§ YOUR TASK
Copy out word for word the rows from the line containing "Draw the outline of every instance of the stone" through the end of the rows, including both ends. Leave the pictures out of your copy.

(Contour labeling items)
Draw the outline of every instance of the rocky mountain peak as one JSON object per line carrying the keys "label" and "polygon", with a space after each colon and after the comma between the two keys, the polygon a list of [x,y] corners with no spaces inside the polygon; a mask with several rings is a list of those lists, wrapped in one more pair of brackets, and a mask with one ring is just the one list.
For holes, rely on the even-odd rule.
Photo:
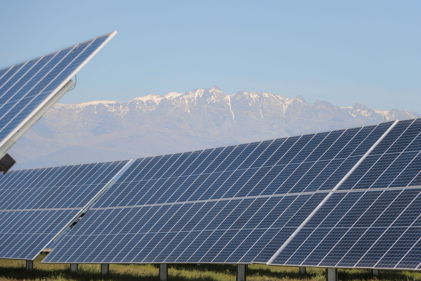
{"label": "rocky mountain peak", "polygon": [[377,110],[362,104],[341,107],[324,101],[308,103],[301,96],[288,97],[264,91],[240,91],[229,95],[214,86],[163,96],[154,94],[127,102],[56,104],[10,152],[20,163],[18,168],[48,166],[137,158],[375,124],[385,116],[391,120],[419,116],[408,110]]}

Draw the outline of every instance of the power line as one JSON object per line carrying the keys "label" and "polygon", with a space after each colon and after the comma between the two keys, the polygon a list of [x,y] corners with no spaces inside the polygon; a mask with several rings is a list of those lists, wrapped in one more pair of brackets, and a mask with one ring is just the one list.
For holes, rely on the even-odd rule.
{"label": "power line", "polygon": [[92,147],[93,148],[98,148],[99,149],[102,149],[107,150],[111,150],[112,151],[116,151],[117,152],[124,152],[128,153],[132,153],[133,154],[138,154],[140,155],[143,155],[144,156],[155,156],[155,154],[151,154],[150,153],[147,153],[144,152],[138,152],[137,151],[132,151],[131,150],[126,150],[123,149],[118,149],[118,148],[110,148],[109,147],[106,147],[103,146],[99,146],[98,145],[85,145],[84,144],[80,143],[79,142],[69,142],[69,141],[64,141],[59,139],[47,139],[46,138],[43,138],[40,136],[27,136],[25,135],[24,136],[29,138],[29,139],[39,139],[40,140],[45,140],[48,141],[49,142],[60,142],[61,143],[64,143],[67,145],[78,145],[79,146],[83,146],[87,147]]}
{"label": "power line", "polygon": [[[116,95],[116,94],[112,94],[112,93],[103,94],[103,93],[104,93],[104,92],[100,92],[100,91],[92,91],[91,90],[88,90],[87,89],[86,89],[86,90],[87,90],[87,91],[79,91],[79,90],[78,90],[78,88],[76,88],[75,90],[75,91],[83,91],[83,91],[86,91],[86,92],[91,93],[92,93],[92,94],[100,94],[100,95],[105,95],[105,96],[117,96]],[[134,97],[134,96],[130,96],[130,97],[134,97],[134,98],[138,97]],[[197,107],[204,107],[204,108],[207,108],[207,109],[212,109],[212,110],[214,110],[216,111],[218,111],[218,110],[225,111],[231,111],[231,110],[229,110],[229,109],[225,109],[224,108],[217,108],[217,107],[211,107],[203,106],[201,106],[201,105],[192,105],[192,106]],[[272,117],[272,118],[280,118],[280,118],[292,119],[296,119],[296,120],[302,120],[303,121],[307,121],[307,122],[308,122],[308,121],[312,121],[312,122],[313,122],[314,123],[335,123],[335,124],[341,124],[347,125],[353,125],[353,126],[364,126],[363,125],[362,125],[362,124],[357,124],[357,123],[346,123],[346,122],[337,122],[337,121],[328,121],[328,120],[317,120],[317,119],[312,119],[308,118],[301,118],[301,117],[290,117],[290,116],[283,116],[283,115],[274,115],[274,114],[269,114],[269,113],[258,113],[258,112],[251,112],[251,111],[245,111],[237,110],[232,110],[232,111],[233,112],[241,112],[241,113],[248,113],[248,114],[255,114],[255,115],[263,115],[267,116],[269,116],[269,117]],[[136,125],[138,125],[138,124],[136,124]]]}
{"label": "power line", "polygon": [[[69,117],[72,117],[71,115],[65,115]],[[108,124],[112,124],[114,125],[118,125],[120,126],[126,126],[128,127],[133,127],[134,128],[139,128],[141,129],[147,129],[149,130],[153,130],[155,131],[161,131],[168,132],[169,133],[174,133],[176,134],[181,134],[185,135],[188,135],[190,136],[202,136],[205,137],[210,137],[213,138],[214,139],[226,139],[228,140],[235,140],[235,141],[240,141],[241,142],[253,142],[254,140],[249,139],[244,139],[242,138],[236,138],[232,136],[218,136],[218,135],[213,135],[208,134],[205,134],[203,133],[198,133],[196,132],[192,132],[188,131],[183,131],[181,130],[176,130],[175,129],[170,129],[166,128],[163,128],[161,127],[155,127],[154,126],[149,126],[149,125],[144,125],[139,124],[135,124],[134,123],[130,123],[128,122],[124,122],[120,121],[105,121],[102,119],[100,119],[99,118],[96,117],[92,117],[91,118],[87,118],[86,117],[82,117],[80,116],[77,116],[75,115],[75,117],[77,117],[81,119],[83,119],[85,120],[88,120],[89,121],[94,121],[95,122],[101,122],[102,123],[107,123]]]}
{"label": "power line", "polygon": [[276,117],[276,118],[287,118],[287,119],[298,119],[298,120],[304,120],[304,121],[313,121],[313,122],[318,122],[318,123],[337,123],[337,124],[343,124],[344,125],[356,125],[356,126],[364,126],[364,125],[361,124],[355,124],[355,123],[345,123],[345,122],[336,122],[336,121],[328,121],[327,120],[317,120],[317,119],[309,119],[309,118],[301,118],[301,117],[290,117],[290,116],[282,116],[282,115],[274,115],[274,114],[269,114],[268,113],[262,113],[262,112],[259,113],[259,112],[251,112],[250,111],[241,111],[241,110],[229,110],[229,109],[225,109],[224,108],[218,108],[218,107],[211,107],[203,106],[202,106],[202,105],[193,105],[192,106],[195,106],[195,107],[204,107],[204,108],[206,108],[206,109],[207,109],[207,108],[210,108],[211,109],[212,109],[212,110],[215,110],[217,111],[218,110],[225,110],[226,111],[232,111],[234,112],[241,112],[241,113],[248,113],[248,114],[255,114],[255,115],[266,115],[266,116],[268,116],[271,117]]}

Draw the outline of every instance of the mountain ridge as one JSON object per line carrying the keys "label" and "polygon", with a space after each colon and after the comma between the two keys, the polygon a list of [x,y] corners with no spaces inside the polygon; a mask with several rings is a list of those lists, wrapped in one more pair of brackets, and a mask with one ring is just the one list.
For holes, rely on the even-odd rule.
{"label": "mountain ridge", "polygon": [[341,107],[325,101],[307,103],[301,96],[288,98],[263,91],[228,95],[215,86],[152,94],[126,102],[56,104],[9,151],[19,163],[16,169],[59,166],[191,151],[420,116],[409,110],[378,110],[360,103]]}

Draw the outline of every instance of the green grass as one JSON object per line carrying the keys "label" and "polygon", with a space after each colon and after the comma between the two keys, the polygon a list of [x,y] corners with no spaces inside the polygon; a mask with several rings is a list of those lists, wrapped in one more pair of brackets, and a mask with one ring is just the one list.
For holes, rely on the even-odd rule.
{"label": "green grass", "polygon": [[[42,264],[45,254],[38,256],[34,262],[34,270],[25,270],[25,261],[0,259],[0,281],[144,281],[158,280],[159,270],[154,265],[110,265],[109,274],[100,274],[99,265],[79,265],[77,273],[70,273],[69,265]],[[235,281],[235,265],[170,265],[169,281]],[[378,278],[373,278],[371,270],[339,270],[339,280],[420,280],[421,273],[414,271],[381,271]],[[296,267],[269,266],[264,265],[249,266],[247,280],[250,281],[324,281],[323,269],[307,268],[301,276]]]}

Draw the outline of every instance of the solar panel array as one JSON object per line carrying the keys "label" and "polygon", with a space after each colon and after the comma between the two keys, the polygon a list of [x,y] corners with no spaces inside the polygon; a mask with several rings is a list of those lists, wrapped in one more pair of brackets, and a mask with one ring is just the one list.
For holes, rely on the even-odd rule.
{"label": "solar panel array", "polygon": [[272,263],[421,269],[420,132],[400,121]]}
{"label": "solar panel array", "polygon": [[394,124],[137,159],[43,262],[267,263]]}
{"label": "solar panel array", "polygon": [[35,258],[128,162],[16,170],[0,176],[0,257]]}
{"label": "solar panel array", "polygon": [[0,150],[116,33],[0,70]]}

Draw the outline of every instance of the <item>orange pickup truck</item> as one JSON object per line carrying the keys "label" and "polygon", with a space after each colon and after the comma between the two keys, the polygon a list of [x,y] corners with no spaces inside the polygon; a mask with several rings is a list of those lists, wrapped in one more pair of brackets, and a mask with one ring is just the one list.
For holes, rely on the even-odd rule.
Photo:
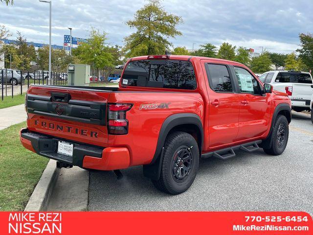
{"label": "orange pickup truck", "polygon": [[279,155],[291,101],[244,65],[206,57],[128,60],[118,88],[32,85],[24,146],[58,167],[114,170],[142,165],[156,187],[177,194],[193,182],[201,158],[239,149]]}

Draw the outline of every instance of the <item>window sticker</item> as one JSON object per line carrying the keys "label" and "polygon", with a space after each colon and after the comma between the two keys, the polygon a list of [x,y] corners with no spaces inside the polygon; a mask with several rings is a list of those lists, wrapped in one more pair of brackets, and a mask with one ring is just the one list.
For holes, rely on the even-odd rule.
{"label": "window sticker", "polygon": [[250,75],[238,74],[241,87],[241,90],[244,92],[253,92],[252,79]]}

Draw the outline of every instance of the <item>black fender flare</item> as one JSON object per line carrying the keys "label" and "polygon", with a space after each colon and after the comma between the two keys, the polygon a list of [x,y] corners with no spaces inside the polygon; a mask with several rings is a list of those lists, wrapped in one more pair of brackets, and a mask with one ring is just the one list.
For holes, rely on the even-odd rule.
{"label": "black fender flare", "polygon": [[281,111],[286,111],[288,112],[289,115],[288,117],[287,117],[288,123],[290,123],[291,121],[291,109],[289,104],[287,103],[282,103],[278,104],[274,111],[273,113],[273,117],[272,118],[272,121],[270,124],[270,129],[267,138],[262,141],[262,143],[260,144],[260,146],[264,148],[269,148],[272,144],[272,133],[273,131],[273,127],[275,124],[275,121],[278,115],[278,113]]}
{"label": "black fender flare", "polygon": [[159,179],[162,163],[162,161],[160,160],[163,155],[163,146],[166,137],[173,128],[183,124],[192,124],[197,127],[198,129],[197,132],[199,132],[200,135],[199,137],[201,138],[201,141],[198,141],[198,146],[199,153],[200,155],[201,154],[201,150],[204,141],[204,134],[202,122],[199,116],[192,113],[174,114],[168,117],[161,127],[154,157],[150,164],[144,165],[143,167],[143,174],[145,176],[155,180],[157,180]]}

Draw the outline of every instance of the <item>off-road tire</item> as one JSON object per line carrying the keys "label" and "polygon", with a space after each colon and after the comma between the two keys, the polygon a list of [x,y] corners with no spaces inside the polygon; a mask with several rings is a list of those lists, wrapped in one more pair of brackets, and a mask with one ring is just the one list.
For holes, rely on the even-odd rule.
{"label": "off-road tire", "polygon": [[[284,137],[282,143],[280,141],[280,134],[281,137],[281,131],[279,131],[282,126],[284,128]],[[263,148],[264,152],[271,155],[279,155],[283,153],[288,142],[289,136],[289,126],[288,121],[283,115],[278,115],[276,118],[274,127],[271,133],[271,145],[269,148]]]}
{"label": "off-road tire", "polygon": [[[162,166],[160,178],[157,181],[152,180],[152,183],[162,191],[174,195],[179,194],[190,187],[197,175],[200,161],[198,143],[191,135],[186,132],[177,131],[167,137],[164,147],[163,158],[161,160]],[[182,182],[178,182],[179,180],[175,179],[174,173],[175,171],[173,168],[177,158],[180,156],[177,154],[177,151],[179,150],[190,153],[191,156],[190,170],[187,171],[189,173]]]}

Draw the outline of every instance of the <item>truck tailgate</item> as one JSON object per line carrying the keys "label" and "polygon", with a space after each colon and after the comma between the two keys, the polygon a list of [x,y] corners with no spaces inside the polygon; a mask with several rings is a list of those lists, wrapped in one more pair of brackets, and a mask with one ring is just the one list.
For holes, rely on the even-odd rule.
{"label": "truck tailgate", "polygon": [[30,131],[107,147],[107,103],[112,91],[31,86],[26,100]]}
{"label": "truck tailgate", "polygon": [[291,99],[292,101],[306,102],[310,105],[311,96],[313,94],[312,84],[306,83],[293,83],[292,95]]}

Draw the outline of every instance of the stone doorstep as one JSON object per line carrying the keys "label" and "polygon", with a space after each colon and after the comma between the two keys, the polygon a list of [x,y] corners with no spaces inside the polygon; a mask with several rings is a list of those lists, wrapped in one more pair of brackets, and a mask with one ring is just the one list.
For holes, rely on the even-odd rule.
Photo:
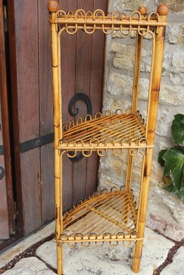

§ EXPECTED ANSWER
Draw the outline of every instance of the stone doorstep as one JSON object per line carrying the keys "label" and "polygon", with a space after each colon and after the comma between the two keys, the polygon a list of [x,y] corners with no spaces inside the polygon; a mask with several rings is a list of those lists, wrapped in one more pair of brackets, and a mask with one ring is just the one list.
For holes, rely on the even-odd rule.
Photo:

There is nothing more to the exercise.